Trecho da página:
Levando em consideração a sinopse ou o trailer, CANINA poderia ser considerado um filme de terror de transformação ou deformidade corporal. Inspirado no livro “Nightbitch” de Rachel Yoder, o filme segue uma mulher que interrompeu sua carreira artística após ter um filho. Após a decisão, tornou-se uma dona de casa em tempo integral e passa longos períodos sozinha com a criança, devido às constantes viagens do marido. O estresse da nova rotina afeta sua sanidade e a faz acreditar que está se transformando em um cachorro. As aparências enganam e o que poderia ser uma obra de horror se mostra prioritariamente uma comédia dramática.

(© Searchlight Pictures / Divulgação)

Não se pode afirmar que a narrativa não tenha elementos de terror, mas são distantes das convenções clássicas do body horror como se poderia supor. O diálogo com o gênero cinematográfico se estabelece através da apresentação da protagonista e de um cotidiano limitador, assustador em sua repetição. A montagem acelerada que salta de um dia após o outro indica como ela repete os mesmos cuidados com o filho e os afazeres domésticos. Em um universo fictício, imagina o que deveria falar ou fazer para mostrar sua indignação diante de momentos frustrantes da vida, algo demonstrado pela montagem que alterna entre sua subjetividade e a realidade objetiva. Além disso, Amy Adams faz sua personagem ser tão complexa que articula na mesma figura a exaustão pelo trabalho em casa, o amor pelo filho e pelo tempo dividido com ele, a solidão decorrente de relações moldadas, necessariamente, pela maternidade, a especulação de outra vida interrompida e a preocupação com as mudanças corporais observadas.

Os sentimentos e a situação da protagonista poderiam ser atribuídos a uma imagem autoritária, violenta e intolerante do marido. Porém, o personagem de Scott McNairy não corresponde a essa caracterização que seria facilmente encarada como motivo para as frustrações e sofrimentos da esposa. Ele se mostra disposto a ajudar quando está em casa, pois brinca, dá banho e sai para passear, e compreensivo para se relacionar nas questões da vida conjugal. Olhando mais de perto, a personalidade e a postura do homem pode ter sua parcela de responsabilidade nos problemas existentes apesar de fugir de estereótipos. O marido parece ser ativo nas tarefas de pai, mas sempre pede ajuda por não conseguir fazer nada sozinho (a sequência do banho é sintomático desse fato). A compreensão empática dos dilemas da mulher se torna o comportamento de alguém que evita discussões, ir mais a fundo em conflitos complexos e se comprometimentos em ocasiões difíceis. Parece mais fácil se colocar em uma posição de apoio total à esposa até quando ela pedia indiretamente outro ponto de vista.

Dados fornecidos:
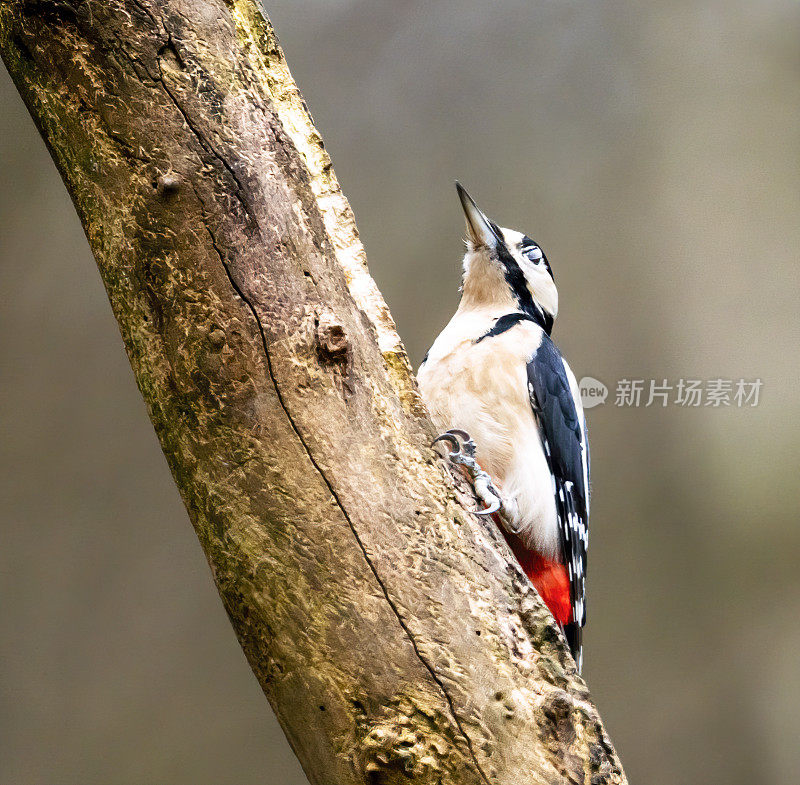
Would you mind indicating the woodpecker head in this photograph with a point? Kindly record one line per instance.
(505, 268)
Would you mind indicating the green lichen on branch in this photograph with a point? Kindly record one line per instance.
(284, 402)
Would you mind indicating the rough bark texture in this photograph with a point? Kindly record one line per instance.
(389, 628)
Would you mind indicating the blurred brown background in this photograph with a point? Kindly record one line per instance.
(652, 149)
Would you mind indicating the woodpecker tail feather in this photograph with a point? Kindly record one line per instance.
(574, 635)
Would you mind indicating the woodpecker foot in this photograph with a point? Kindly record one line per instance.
(463, 454)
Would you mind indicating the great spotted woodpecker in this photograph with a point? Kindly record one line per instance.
(511, 410)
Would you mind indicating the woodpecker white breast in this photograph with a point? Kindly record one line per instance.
(495, 373)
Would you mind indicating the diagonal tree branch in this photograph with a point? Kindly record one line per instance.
(390, 629)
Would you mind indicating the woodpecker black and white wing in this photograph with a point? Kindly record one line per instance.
(556, 402)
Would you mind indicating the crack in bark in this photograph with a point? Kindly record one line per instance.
(335, 495)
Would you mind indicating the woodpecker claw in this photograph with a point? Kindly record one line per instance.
(463, 453)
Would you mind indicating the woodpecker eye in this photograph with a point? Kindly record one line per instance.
(533, 254)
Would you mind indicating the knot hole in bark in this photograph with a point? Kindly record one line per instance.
(332, 343)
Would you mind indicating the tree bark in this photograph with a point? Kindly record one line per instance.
(391, 630)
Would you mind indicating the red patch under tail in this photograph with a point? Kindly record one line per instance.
(550, 578)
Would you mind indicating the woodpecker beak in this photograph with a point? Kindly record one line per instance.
(479, 228)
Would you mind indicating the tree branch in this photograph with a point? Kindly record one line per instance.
(390, 629)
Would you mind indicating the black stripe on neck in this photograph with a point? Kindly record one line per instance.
(507, 321)
(515, 279)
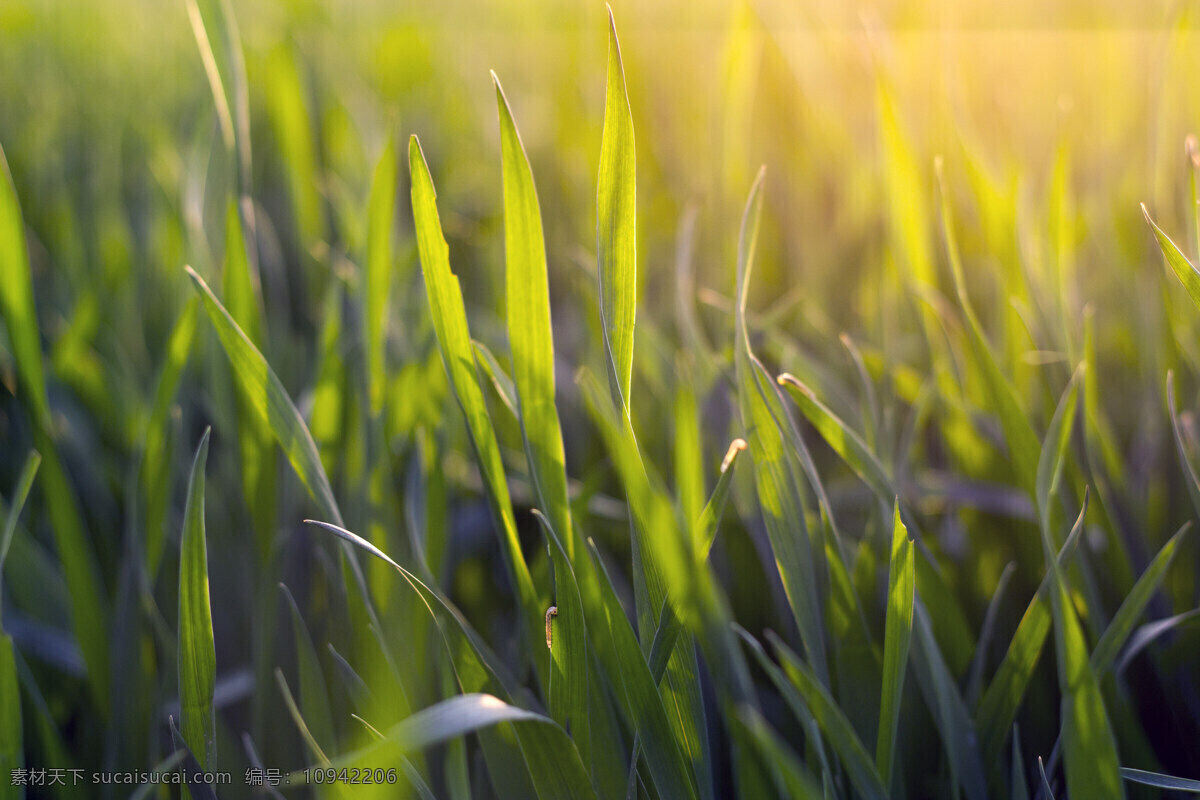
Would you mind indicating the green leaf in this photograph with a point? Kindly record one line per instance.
(567, 637)
(833, 723)
(901, 588)
(17, 300)
(155, 475)
(1175, 259)
(617, 228)
(19, 494)
(545, 745)
(89, 609)
(457, 355)
(531, 338)
(12, 755)
(1161, 781)
(269, 401)
(1023, 441)
(381, 212)
(779, 488)
(1134, 605)
(1001, 701)
(197, 653)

Tarefas:
- 1) Segundo o trecho da página, Amy Adams articula vários aspectos na mesma figura ao compor sua personagem. Liste todos eles.
- 2) Transcreva literalmente o trecho da página, começando em "Levando em consideração" e terminando em "Pictures / Divulgação)".
Use somente o trecho da página como base, sem recorrer às entradas.

Resultados:
- 1)
- a exaustão pelo trabalho em casa
- o amor pelo filho e pelo tempo dividido com ele
- a solidão decorrente de relações moldadas, necessariamente, pela maternidade
- a especulação de outra vida interrompida
- a preocupação com as mudanças corporais observadas

- 2)
Levando em consideração a sinopse ou o trailer, CANINA poderia ser considerado um filme de terror de transformação ou deformidade corporal. Inspirado no livro “Nightbitch” de Rachel Yoder, o filme segue uma mulher que interrompeu sua carreira artística após ter um filho. Após a decisão, tornou-se uma dona de casa em tempo integral e passa longos períodos sozinha com a criança, devido às constantes viagens do marido. O estresse da nova rotina afeta sua sanidade e a faz acreditar que está se transformando em um cachorro. As aparências enganam e o que poderia ser uma obra de horror se mostra prioritariamente uma comédia dramática.

(© Searchlight Pictures / Divulgação)